#### TASK DIRECTIONS:
Pick out each line of the data that contains the word "water" and copy those lines.

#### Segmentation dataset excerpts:

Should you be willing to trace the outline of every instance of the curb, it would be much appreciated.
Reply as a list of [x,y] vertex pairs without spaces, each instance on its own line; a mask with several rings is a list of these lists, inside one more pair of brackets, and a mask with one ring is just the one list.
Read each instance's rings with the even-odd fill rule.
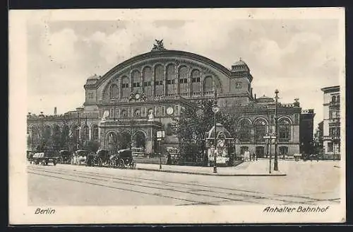
[[213,174],[213,173],[195,173],[181,170],[160,170],[160,169],[150,169],[145,168],[136,168],[136,170],[148,170],[152,172],[162,172],[179,174],[191,174],[191,175],[213,175],[213,176],[286,176],[285,173],[280,174]]

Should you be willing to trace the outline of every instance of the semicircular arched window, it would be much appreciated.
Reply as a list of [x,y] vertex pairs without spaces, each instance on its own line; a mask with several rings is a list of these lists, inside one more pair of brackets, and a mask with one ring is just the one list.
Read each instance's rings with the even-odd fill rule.
[[178,84],[176,83],[175,65],[167,66],[167,95],[172,95],[177,93]]
[[188,68],[182,66],[179,69],[179,83],[181,95],[188,95]]
[[191,94],[198,95],[201,92],[201,74],[199,70],[191,71]]
[[98,125],[94,124],[91,129],[92,140],[98,140]]
[[290,139],[290,122],[287,119],[282,119],[278,122],[278,134],[280,139]]
[[152,68],[145,66],[142,71],[143,78],[143,93],[146,96],[152,96],[153,84],[152,83]]
[[205,95],[213,95],[215,83],[212,76],[208,76],[203,80],[203,92]]
[[116,83],[110,86],[109,89],[109,99],[114,99],[118,98],[119,88]]
[[263,119],[257,120],[255,123],[255,138],[258,140],[263,139],[263,137],[266,135],[266,121]]
[[239,123],[238,135],[242,141],[250,141],[251,124],[246,120],[241,120]]
[[131,90],[128,86],[128,78],[125,76],[121,79],[121,97],[127,98],[130,95]]

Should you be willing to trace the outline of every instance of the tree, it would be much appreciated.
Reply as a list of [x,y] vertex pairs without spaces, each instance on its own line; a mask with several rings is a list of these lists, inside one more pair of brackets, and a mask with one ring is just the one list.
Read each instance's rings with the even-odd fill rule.
[[[201,154],[205,149],[205,136],[215,124],[213,99],[200,100],[193,105],[181,109],[181,116],[174,117],[174,133],[178,134],[181,154]],[[237,116],[220,110],[217,113],[217,122],[221,123],[232,136],[237,134]]]

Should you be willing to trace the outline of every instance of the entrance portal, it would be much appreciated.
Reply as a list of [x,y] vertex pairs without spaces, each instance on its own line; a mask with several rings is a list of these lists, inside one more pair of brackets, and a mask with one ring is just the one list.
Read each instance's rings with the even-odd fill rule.
[[256,156],[258,158],[263,158],[265,156],[265,148],[263,146],[256,146]]

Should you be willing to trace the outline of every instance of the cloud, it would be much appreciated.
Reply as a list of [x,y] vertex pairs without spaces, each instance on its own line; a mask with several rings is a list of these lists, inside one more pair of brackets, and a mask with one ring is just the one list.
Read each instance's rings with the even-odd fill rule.
[[59,63],[73,62],[80,58],[75,51],[75,42],[78,37],[70,28],[49,35],[47,42],[43,43],[44,52],[52,60]]
[[[103,75],[150,51],[155,39],[163,39],[167,49],[195,52],[228,68],[241,57],[251,69],[258,95],[273,95],[277,88],[283,101],[299,97],[304,108],[315,106],[316,112],[322,111],[320,88],[338,83],[342,54],[337,33],[323,30],[324,23],[306,21],[300,30],[292,30],[284,28],[287,23],[282,21],[124,21],[124,27],[112,21],[56,22],[51,27],[45,18],[37,21],[28,26],[32,109],[47,105],[52,112],[54,105],[67,110],[79,106],[87,77]],[[64,102],[57,102],[58,95],[70,105],[65,108]],[[45,104],[43,100],[38,103],[41,96],[45,96]],[[322,118],[320,113],[316,117]]]

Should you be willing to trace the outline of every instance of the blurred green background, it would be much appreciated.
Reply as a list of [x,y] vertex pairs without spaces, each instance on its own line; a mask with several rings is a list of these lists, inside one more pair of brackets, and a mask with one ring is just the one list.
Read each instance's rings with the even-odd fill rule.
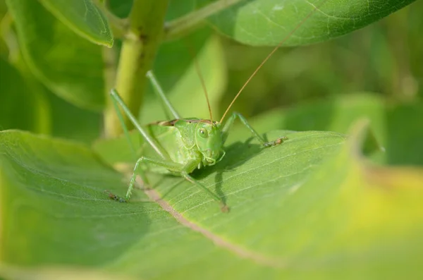
[[[125,16],[127,13],[130,1],[128,3],[128,5],[121,5],[121,2],[110,1],[112,10],[114,9],[116,14],[121,16]],[[173,4],[171,8],[176,6]],[[30,90],[27,88],[20,90],[23,95],[21,98],[35,99],[33,104],[37,104],[37,108],[32,108],[33,104],[31,102],[19,104],[9,99],[8,103],[7,97],[2,96],[1,104],[4,106],[2,108],[8,108],[8,110],[1,110],[0,127],[2,129],[21,128],[86,142],[97,138],[102,135],[102,114],[76,107],[57,97],[48,88],[35,80],[36,79],[32,76],[20,58],[14,30],[10,28],[11,18],[6,11],[4,2],[0,1],[0,16],[2,18],[0,41],[2,90],[8,86],[5,83],[6,79],[11,81],[13,85],[19,83],[13,80],[14,78],[6,78],[5,75],[8,71],[4,69],[8,66],[4,62],[9,61],[23,74],[27,84],[32,85],[29,86]],[[322,103],[324,106],[325,102],[331,103],[340,99],[348,100],[349,96],[355,96],[357,92],[371,92],[366,96],[369,96],[371,100],[376,97],[377,102],[381,102],[381,106],[414,106],[413,109],[417,110],[415,106],[421,107],[419,104],[423,92],[423,67],[421,62],[423,61],[423,37],[421,36],[421,30],[423,30],[421,18],[422,11],[423,3],[417,1],[376,23],[335,39],[309,46],[280,49],[250,83],[235,102],[233,109],[254,119],[255,116],[263,114],[276,111],[281,112],[280,109],[302,108],[303,105],[316,106],[316,104]],[[183,12],[176,11],[173,13]],[[171,15],[170,16],[172,17]],[[185,40],[185,43],[178,43],[179,49],[185,54],[184,56],[190,56],[189,44],[194,44],[192,42],[200,40],[200,43],[197,44],[200,46],[205,44],[201,37],[207,37],[212,32],[211,30],[211,28],[206,26],[197,35],[191,36],[191,39]],[[221,49],[224,54],[223,64],[227,67],[226,72],[224,66],[219,66],[223,72],[221,75],[227,85],[224,93],[217,95],[216,98],[219,99],[213,103],[214,114],[221,116],[235,94],[272,48],[249,47],[235,42],[224,36],[216,36],[222,45]],[[181,71],[182,66],[179,66],[184,62],[180,62],[183,60],[180,57],[180,54],[175,52],[175,45],[172,44],[164,44],[155,64],[156,68],[164,66],[168,68],[167,72],[162,75],[164,77],[162,79],[164,87],[166,91],[170,90],[172,85],[184,73]],[[116,40],[115,48],[118,49],[119,45],[119,41]],[[169,51],[165,49],[166,47],[173,50],[173,54],[168,54]],[[161,49],[164,51],[161,51]],[[166,51],[167,56],[162,55]],[[161,56],[166,56],[166,59],[161,59]],[[212,65],[213,60],[213,57],[208,57],[203,61],[202,72],[208,71],[207,66]],[[164,63],[164,61],[166,63]],[[169,64],[172,66],[169,67]],[[168,70],[172,67],[173,70]],[[204,75],[207,76],[207,74]],[[219,83],[224,87],[225,82]],[[210,83],[214,83],[213,80]],[[193,92],[190,92],[191,95],[187,95],[186,98],[196,96],[199,102],[203,102],[201,87],[197,85],[192,88],[195,90],[192,90]],[[147,100],[157,101],[155,96],[149,96]],[[348,101],[345,102],[348,103]],[[12,104],[13,106],[11,105]],[[204,102],[203,111],[205,109]],[[12,113],[10,110],[12,110]],[[189,116],[182,113],[185,116]],[[319,111],[317,114],[324,113]],[[28,114],[31,116],[29,123]],[[152,117],[149,111],[146,114]],[[412,118],[419,116],[421,114],[418,112],[410,116]],[[401,127],[404,130],[410,128],[407,137],[418,136],[419,134],[415,134],[415,130],[421,126],[416,124],[415,120],[409,120],[407,118],[400,118]],[[35,118],[38,120],[37,123],[32,121]],[[142,119],[150,121],[148,117]],[[294,121],[292,125],[269,125],[268,128],[334,128],[329,125],[326,126],[314,126],[310,120],[305,126]],[[348,126],[344,126],[340,129],[342,130],[340,132],[346,131]],[[422,161],[414,159],[399,161],[398,163],[422,164]]]

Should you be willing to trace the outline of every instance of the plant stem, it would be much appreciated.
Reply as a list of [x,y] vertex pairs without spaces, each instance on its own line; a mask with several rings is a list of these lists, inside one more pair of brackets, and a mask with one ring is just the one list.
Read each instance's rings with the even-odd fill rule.
[[204,20],[243,0],[219,0],[166,25],[165,40],[178,39],[198,28]]
[[[142,104],[145,74],[152,66],[162,39],[168,2],[168,0],[134,0],[129,15],[115,87],[135,116],[138,115]],[[123,132],[123,128],[109,96],[107,100],[104,133],[106,137],[115,137]],[[133,127],[128,118],[125,117],[124,121],[128,129]]]

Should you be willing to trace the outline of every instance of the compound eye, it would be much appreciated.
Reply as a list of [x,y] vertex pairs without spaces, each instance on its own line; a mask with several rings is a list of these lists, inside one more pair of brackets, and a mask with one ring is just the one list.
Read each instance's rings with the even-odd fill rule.
[[198,134],[200,134],[200,135],[203,138],[207,138],[209,137],[209,133],[204,128],[200,128],[198,130]]

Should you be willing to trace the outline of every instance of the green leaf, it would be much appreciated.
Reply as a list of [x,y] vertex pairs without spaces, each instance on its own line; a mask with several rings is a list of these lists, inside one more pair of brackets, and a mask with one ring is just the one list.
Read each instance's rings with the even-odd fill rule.
[[[288,109],[272,110],[252,118],[251,123],[259,132],[295,129],[346,133],[354,122],[362,118],[370,121],[371,130],[386,150],[372,154],[373,160],[393,165],[423,165],[422,102],[390,104],[374,93],[351,93]],[[228,140],[250,135],[238,126]]]
[[231,211],[223,214],[174,176],[136,191],[161,196],[157,203],[111,201],[102,190],[123,194],[128,174],[88,148],[0,133],[3,260],[145,279],[421,276],[421,188],[370,185],[355,137],[267,137],[281,135],[289,140],[268,149],[235,142],[222,162],[194,174],[226,200]]
[[113,46],[107,18],[92,0],[41,0],[41,3],[80,36],[94,44]]
[[7,0],[20,47],[34,75],[59,97],[77,106],[104,104],[101,48],[82,39],[37,1]]
[[0,130],[18,128],[48,133],[50,106],[45,93],[0,57]]
[[[200,1],[200,6],[210,0]],[[285,46],[328,40],[363,28],[414,0],[255,0],[242,1],[208,18],[226,36],[243,44]],[[304,23],[302,20],[317,7]],[[301,26],[290,35],[290,32]]]

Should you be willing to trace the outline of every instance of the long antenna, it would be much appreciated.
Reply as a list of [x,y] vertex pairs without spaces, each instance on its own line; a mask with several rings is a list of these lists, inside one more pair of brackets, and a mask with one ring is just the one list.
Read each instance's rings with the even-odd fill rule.
[[207,101],[207,106],[209,107],[209,113],[210,114],[210,121],[212,121],[212,123],[213,123],[213,115],[212,114],[212,106],[210,106],[210,100],[209,99],[209,93],[207,92],[207,88],[206,87],[206,83],[204,83],[204,79],[201,73],[201,70],[200,68],[200,66],[198,65],[198,61],[197,60],[197,56],[195,53],[192,50],[191,45],[188,43],[185,42],[185,45],[187,46],[188,51],[190,51],[190,54],[192,57],[192,60],[194,60],[194,65],[195,66],[195,69],[197,70],[197,74],[198,74],[198,78],[200,78],[200,81],[201,82],[201,85],[204,91],[204,95],[206,95],[206,100]]
[[290,38],[290,37],[293,34],[294,34],[294,32],[295,31],[297,31],[297,30],[298,30],[298,28],[300,28],[300,26],[302,25],[302,24],[307,20],[308,20],[310,16],[312,16],[312,15],[316,11],[316,10],[319,9],[321,6],[323,6],[323,4],[327,0],[324,0],[318,6],[314,6],[314,8],[312,10],[312,11],[310,11],[307,15],[307,16],[305,18],[304,18],[302,19],[302,20],[301,20],[300,22],[300,23],[298,23],[295,26],[295,28],[294,29],[293,29],[286,36],[285,36],[285,37],[282,39],[282,41],[281,41],[281,42],[279,44],[278,44],[278,45],[276,47],[275,47],[275,48],[271,51],[271,53],[267,55],[267,56],[266,56],[266,59],[264,59],[264,60],[260,63],[260,65],[259,65],[259,67],[257,67],[256,68],[256,70],[252,73],[252,74],[251,74],[251,75],[250,76],[250,78],[248,78],[248,80],[247,80],[247,82],[245,82],[245,83],[244,84],[244,85],[243,85],[243,87],[241,87],[241,89],[240,90],[240,91],[236,94],[236,95],[235,96],[235,97],[232,100],[232,102],[231,102],[231,104],[228,106],[228,109],[226,109],[226,111],[225,111],[225,113],[223,114],[223,116],[222,116],[222,118],[221,118],[219,123],[221,123],[223,121],[223,119],[225,118],[225,116],[226,116],[226,114],[229,111],[229,109],[231,109],[231,107],[232,106],[232,105],[233,105],[233,103],[235,102],[235,101],[236,100],[236,99],[238,97],[238,96],[240,96],[240,95],[241,94],[241,92],[243,92],[243,90],[244,90],[244,88],[247,86],[247,85],[248,85],[248,83],[250,83],[250,81],[251,80],[251,79],[252,79],[252,78],[256,75],[256,73],[259,71],[259,70],[260,70],[260,68],[262,68],[262,66],[263,66],[263,65],[264,65],[264,63],[269,60],[269,59],[270,59],[270,57],[275,53],[275,51],[276,51],[278,50],[278,49],[279,49],[279,47],[281,46],[282,46],[282,44],[283,44],[283,43],[285,43],[286,42],[286,40]]
[[194,57],[194,63],[195,64],[195,68],[197,68],[197,73],[198,73],[198,77],[200,78],[200,80],[201,81],[201,85],[204,91],[204,95],[206,95],[206,100],[207,100],[207,106],[209,107],[209,113],[210,113],[210,121],[212,121],[212,123],[213,123],[213,115],[212,115],[212,107],[210,106],[210,100],[209,100],[209,93],[207,93],[207,89],[206,88],[206,83],[204,83],[204,79],[200,71],[200,66],[198,65],[198,61],[197,61],[197,58]]

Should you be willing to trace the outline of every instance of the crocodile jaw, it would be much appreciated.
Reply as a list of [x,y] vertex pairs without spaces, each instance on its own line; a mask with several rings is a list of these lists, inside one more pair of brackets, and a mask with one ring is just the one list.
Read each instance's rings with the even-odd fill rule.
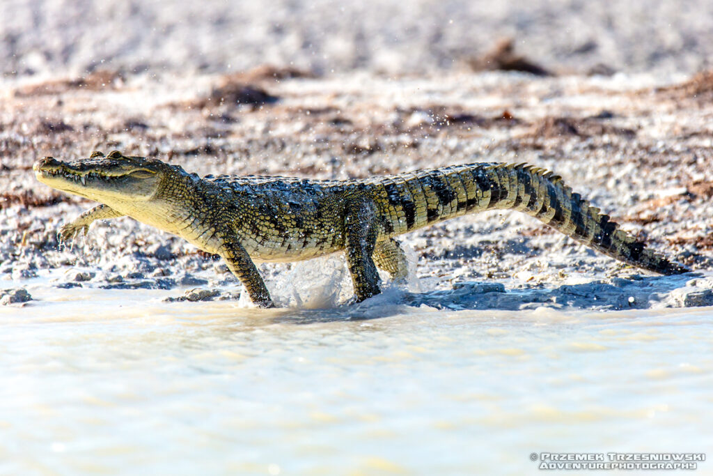
[[158,173],[144,169],[61,162],[51,157],[40,159],[32,169],[38,181],[53,188],[108,205],[149,200],[160,181]]

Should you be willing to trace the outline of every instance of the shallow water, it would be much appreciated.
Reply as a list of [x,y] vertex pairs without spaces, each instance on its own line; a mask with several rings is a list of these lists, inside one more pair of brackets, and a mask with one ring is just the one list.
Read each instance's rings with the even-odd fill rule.
[[3,474],[522,474],[532,452],[713,447],[711,308],[31,292],[0,308]]

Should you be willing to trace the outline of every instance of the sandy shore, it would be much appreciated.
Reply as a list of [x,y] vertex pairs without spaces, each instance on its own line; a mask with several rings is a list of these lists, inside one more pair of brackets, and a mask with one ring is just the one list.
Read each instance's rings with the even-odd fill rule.
[[[59,268],[67,272],[52,285],[207,289],[195,298],[239,293],[214,257],[129,218],[95,224],[71,249],[58,246],[58,228],[91,204],[39,184],[31,164],[96,149],[156,156],[201,175],[332,179],[527,162],[561,175],[672,258],[697,270],[713,265],[709,75],[663,84],[644,74],[456,71],[394,79],[366,72],[314,77],[270,67],[184,76],[104,71],[6,81],[4,91],[0,275],[12,283],[2,288],[21,288],[22,280]],[[461,289],[436,301],[416,296],[410,301],[416,304],[713,304],[708,275],[637,278],[640,271],[515,212],[464,217],[405,241],[422,289]],[[268,285],[279,288],[289,268],[263,265]],[[621,278],[630,280],[617,284]],[[462,290],[473,281],[504,283],[511,293],[505,303],[498,296],[473,301]]]
[[[212,257],[128,218],[59,248],[58,228],[91,203],[39,184],[31,164],[93,150],[199,174],[337,179],[527,162],[561,175],[659,250],[713,268],[713,77],[699,73],[713,55],[712,9],[703,0],[5,2],[0,288],[16,290],[0,298],[21,301],[26,280],[57,273],[48,285],[240,293]],[[456,296],[409,298],[416,303],[713,304],[710,274],[633,278],[514,213],[463,218],[406,243],[421,288]],[[279,293],[290,269],[265,267],[268,285]],[[494,288],[482,302],[457,297],[477,283],[504,285],[507,298]]]

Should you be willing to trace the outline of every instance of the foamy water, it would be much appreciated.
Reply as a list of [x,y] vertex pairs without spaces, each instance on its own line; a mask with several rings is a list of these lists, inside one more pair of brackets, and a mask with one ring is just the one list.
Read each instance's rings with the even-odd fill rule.
[[30,290],[0,308],[3,474],[523,474],[533,452],[713,447],[710,308]]

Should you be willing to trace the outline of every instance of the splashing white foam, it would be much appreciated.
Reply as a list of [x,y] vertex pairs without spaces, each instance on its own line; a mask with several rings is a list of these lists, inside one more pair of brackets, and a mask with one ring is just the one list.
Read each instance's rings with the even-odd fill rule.
[[[389,273],[380,271],[380,285],[389,301],[397,300],[404,287],[412,292],[421,290],[415,273],[418,255],[410,245],[403,248],[409,268],[405,285],[393,283]],[[275,304],[280,308],[329,309],[344,304],[354,295],[344,253],[294,263],[289,270],[279,273],[277,279],[267,285]],[[247,293],[240,294],[238,307],[253,307]]]

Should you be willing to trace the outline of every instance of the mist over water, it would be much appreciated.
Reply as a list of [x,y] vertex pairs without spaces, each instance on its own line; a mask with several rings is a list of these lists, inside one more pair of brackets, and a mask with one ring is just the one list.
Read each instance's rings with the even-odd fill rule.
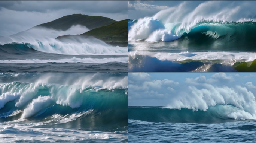
[[[3,58],[0,65],[3,68],[0,71],[127,71],[127,47],[113,46],[88,36],[55,39],[88,31],[80,25],[65,31],[36,27],[1,37]],[[18,65],[19,63],[23,65]],[[27,64],[30,63],[33,64]]]
[[[254,2],[190,2],[128,21],[129,71],[232,72],[256,59]],[[149,61],[162,66],[150,70]],[[180,67],[187,62],[191,68]]]

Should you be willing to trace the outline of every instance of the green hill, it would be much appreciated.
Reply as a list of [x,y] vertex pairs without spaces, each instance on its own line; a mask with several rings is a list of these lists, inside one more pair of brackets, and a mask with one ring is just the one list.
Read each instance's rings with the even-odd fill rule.
[[112,45],[126,46],[128,45],[128,19],[116,22],[94,29],[80,35],[92,36]]
[[34,27],[44,27],[57,30],[65,31],[72,25],[80,25],[91,30],[116,22],[110,18],[103,16],[91,16],[81,14],[74,14],[58,18],[51,22],[41,24]]

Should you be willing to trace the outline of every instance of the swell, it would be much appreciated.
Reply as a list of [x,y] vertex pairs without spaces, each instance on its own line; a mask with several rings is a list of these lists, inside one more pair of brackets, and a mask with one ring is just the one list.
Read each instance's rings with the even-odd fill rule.
[[[179,47],[198,50],[207,46],[207,49],[214,48],[214,50],[224,51],[256,51],[253,46],[256,44],[256,22],[253,21],[202,21],[190,27],[189,23],[164,25],[153,18],[140,19],[137,23],[140,20],[143,21],[137,24],[136,21],[130,22],[131,23],[129,24],[129,41],[173,41]],[[149,24],[145,26],[145,23]]]
[[[89,39],[86,40],[90,41]],[[28,54],[55,54],[73,55],[126,55],[127,47],[112,47],[103,42],[94,41],[65,43],[56,40],[31,43],[12,42],[0,43],[0,52],[10,55],[19,55]],[[93,42],[95,42],[94,43]]]
[[256,71],[256,54],[253,52],[150,53],[136,51],[135,52],[130,52],[128,53],[128,70],[132,72],[254,72]]
[[[13,76],[22,76],[19,74]],[[112,83],[103,83],[100,80],[87,86],[77,82],[0,84],[0,122],[19,123],[38,128],[125,130],[127,88],[119,82],[110,86],[106,85]]]
[[[216,105],[209,107],[206,111],[182,108],[180,109],[165,107],[129,107],[128,119],[155,123],[217,123],[238,121],[234,115],[243,114],[243,111],[232,105]],[[252,119],[244,114],[239,119]],[[237,119],[237,120],[235,120]]]

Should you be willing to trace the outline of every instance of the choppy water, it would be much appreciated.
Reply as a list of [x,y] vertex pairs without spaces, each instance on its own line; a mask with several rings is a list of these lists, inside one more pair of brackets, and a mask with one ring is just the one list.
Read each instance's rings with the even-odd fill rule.
[[0,74],[4,142],[127,142],[127,73]]
[[229,118],[227,111],[235,108],[222,106],[206,111],[130,107],[128,142],[255,142],[256,121]]

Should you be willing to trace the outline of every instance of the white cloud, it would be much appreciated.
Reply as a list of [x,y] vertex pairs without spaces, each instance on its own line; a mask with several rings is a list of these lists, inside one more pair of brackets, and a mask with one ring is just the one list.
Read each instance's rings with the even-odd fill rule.
[[247,82],[243,84],[241,81],[246,80],[243,76],[223,73],[213,74],[210,78],[201,75],[185,79],[184,74],[184,77],[180,77],[183,78],[184,83],[170,79],[151,79],[153,76],[147,76],[148,78],[147,81],[135,82],[131,76],[133,74],[129,73],[128,79],[131,81],[128,83],[128,105],[166,106],[171,108],[206,111],[209,107],[217,104],[231,105],[237,109],[227,111],[228,117],[256,118],[256,86],[249,81],[252,79],[246,79]]

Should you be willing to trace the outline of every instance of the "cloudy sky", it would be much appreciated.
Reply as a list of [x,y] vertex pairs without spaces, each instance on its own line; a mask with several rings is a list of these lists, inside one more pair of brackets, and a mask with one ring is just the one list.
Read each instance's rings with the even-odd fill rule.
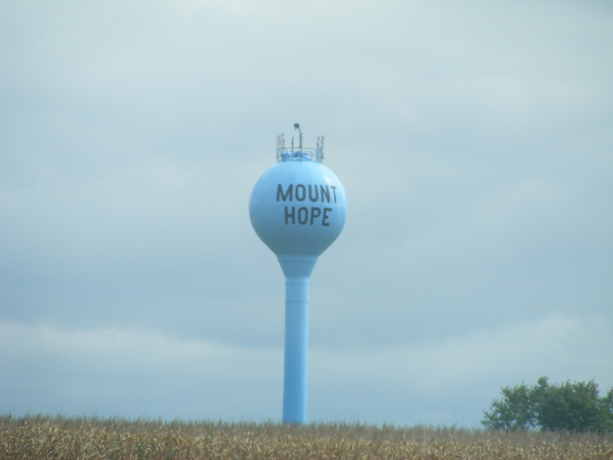
[[613,7],[0,2],[0,413],[280,420],[249,194],[300,123],[348,216],[311,421],[613,386]]

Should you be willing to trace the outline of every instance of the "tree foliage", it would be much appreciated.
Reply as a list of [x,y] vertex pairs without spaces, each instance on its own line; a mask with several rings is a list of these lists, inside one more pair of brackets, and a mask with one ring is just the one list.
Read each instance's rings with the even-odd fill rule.
[[543,377],[531,387],[522,383],[501,393],[484,412],[481,423],[490,429],[613,432],[613,388],[599,397],[593,380],[557,385]]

#### REPLY:
Should you be willing to trace the outline of every instance of the shallow water, it would be much appreciated.
Should you be willing to trace the outline of every instance of the foamy water, it would be much appreciated.
Should you be willing to trace the outline of every instance of the mist over water, it would be much appreciated.
Should you be willing to trace the outline of every instance of the choppy water, it would be much appreciated.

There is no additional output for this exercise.